Materials provided

##########

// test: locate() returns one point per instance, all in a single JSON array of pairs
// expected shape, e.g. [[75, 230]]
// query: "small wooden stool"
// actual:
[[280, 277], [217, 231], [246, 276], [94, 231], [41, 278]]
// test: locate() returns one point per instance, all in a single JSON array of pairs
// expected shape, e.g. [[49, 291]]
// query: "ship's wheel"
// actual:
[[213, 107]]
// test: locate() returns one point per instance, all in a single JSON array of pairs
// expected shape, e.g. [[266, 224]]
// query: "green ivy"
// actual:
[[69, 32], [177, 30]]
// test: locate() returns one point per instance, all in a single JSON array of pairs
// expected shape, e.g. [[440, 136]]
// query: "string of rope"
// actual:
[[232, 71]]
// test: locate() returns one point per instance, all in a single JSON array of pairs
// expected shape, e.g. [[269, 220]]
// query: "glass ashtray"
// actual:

##########

Task statement
Each entry above is to be returned exactly as given.

Problem solution
// test: locate() returns one point per instance, all in a single JSON array of pairs
// expected shape, e.g. [[75, 230]]
// query: "small wooden stool"
// actual:
[[280, 277], [217, 231], [246, 276], [94, 231], [41, 278]]
// test: locate() returns one point per instance, all in a single JSON array of pairs
// expected shape, e.g. [[49, 291]]
// query: "ship's wheel"
// actual:
[[213, 107]]
// test: locate() returns one point per instance, all in a single JSON array of pairs
// expected shape, e.g. [[266, 224]]
// query: "green ivy"
// actual:
[[69, 32], [177, 30]]
// test: locate() returns one point per instance, all in a single JSON array of pairs
// expected shape, e.g. [[440, 136]]
// query: "string of rope"
// actual:
[[232, 71]]
// test: locate() returns one point per instance, all in a single JSON array of pairs
// expected shape, e.g. [[269, 220]]
// query: "glass ashtray"
// actual:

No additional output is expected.